Natural-language object grounding data:

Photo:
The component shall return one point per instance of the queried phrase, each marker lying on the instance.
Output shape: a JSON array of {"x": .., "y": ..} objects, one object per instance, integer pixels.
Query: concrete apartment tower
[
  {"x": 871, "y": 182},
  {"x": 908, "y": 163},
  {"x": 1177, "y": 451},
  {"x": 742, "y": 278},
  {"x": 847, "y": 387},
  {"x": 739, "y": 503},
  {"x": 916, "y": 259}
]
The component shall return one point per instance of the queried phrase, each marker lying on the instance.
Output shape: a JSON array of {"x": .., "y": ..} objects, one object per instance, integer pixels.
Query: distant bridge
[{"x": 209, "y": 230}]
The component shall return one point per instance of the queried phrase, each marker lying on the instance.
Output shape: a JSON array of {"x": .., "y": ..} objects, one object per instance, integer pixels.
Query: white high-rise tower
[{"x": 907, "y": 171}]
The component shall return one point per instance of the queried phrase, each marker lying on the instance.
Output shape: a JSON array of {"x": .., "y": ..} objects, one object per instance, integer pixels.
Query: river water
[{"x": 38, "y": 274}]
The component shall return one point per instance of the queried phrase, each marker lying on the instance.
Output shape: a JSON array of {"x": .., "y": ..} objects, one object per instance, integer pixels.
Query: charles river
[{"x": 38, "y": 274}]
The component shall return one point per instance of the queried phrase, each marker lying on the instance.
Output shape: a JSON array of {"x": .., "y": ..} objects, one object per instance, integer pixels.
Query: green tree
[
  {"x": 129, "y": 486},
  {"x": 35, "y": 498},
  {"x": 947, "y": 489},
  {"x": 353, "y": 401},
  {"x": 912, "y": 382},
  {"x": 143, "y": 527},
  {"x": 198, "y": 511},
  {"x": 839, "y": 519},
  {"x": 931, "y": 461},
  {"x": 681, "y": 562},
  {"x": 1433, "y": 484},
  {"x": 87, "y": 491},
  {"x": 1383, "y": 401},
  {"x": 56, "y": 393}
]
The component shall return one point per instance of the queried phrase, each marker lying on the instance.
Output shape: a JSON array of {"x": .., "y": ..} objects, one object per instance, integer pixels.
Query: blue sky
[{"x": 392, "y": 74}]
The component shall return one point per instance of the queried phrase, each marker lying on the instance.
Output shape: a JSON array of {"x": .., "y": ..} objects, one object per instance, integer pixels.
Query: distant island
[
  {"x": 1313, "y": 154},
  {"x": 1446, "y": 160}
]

What to produce:
Start at the line containing "Query: white high-rise tower" and transcribe through the end of the entries. Please keep both ends and add nothing.

Answer below:
Query: white high-rise tower
[{"x": 907, "y": 171}]
The component shall return one point per instance of the queried phrase, each marker lying on the instance.
Output shape: a JSON array of {"x": .., "y": ..} objects, one object per instance, integer pixels.
Query: river water
[{"x": 38, "y": 274}]
The component shall return one point per instance of the queried phrase, each marker lying on the instance.
Output shape: a JSON array of {"x": .., "y": ..} objects, one object per instance, integer pixels.
Query: charles river
[{"x": 38, "y": 274}]
The component shall return one point per instance of the queried phrase, each marker lying on the instance.
Output shape: a JSON array of {"x": .., "y": ..} objects, one object per instance, integer pixels.
Query: green tree
[
  {"x": 129, "y": 486},
  {"x": 35, "y": 498},
  {"x": 947, "y": 489},
  {"x": 353, "y": 401},
  {"x": 912, "y": 382},
  {"x": 143, "y": 527},
  {"x": 198, "y": 511},
  {"x": 839, "y": 519},
  {"x": 931, "y": 461},
  {"x": 681, "y": 562},
  {"x": 1433, "y": 484},
  {"x": 87, "y": 491},
  {"x": 1383, "y": 401},
  {"x": 56, "y": 393}
]
The component shall return one point per instance of the queried phrase, each marker lying on the instance.
Output shape: a JSON array of {"x": .., "y": ..} objects, one object per instance, integer pixels.
Query: blue sky
[{"x": 392, "y": 74}]
The component shall return one point per instance of the queried phrase, each marker lying on the instance.
Output shape: a JSON array of {"x": .., "y": ..} objects, one object per instance, integer pixels.
Query: distant island
[
  {"x": 1313, "y": 154},
  {"x": 1446, "y": 160}
]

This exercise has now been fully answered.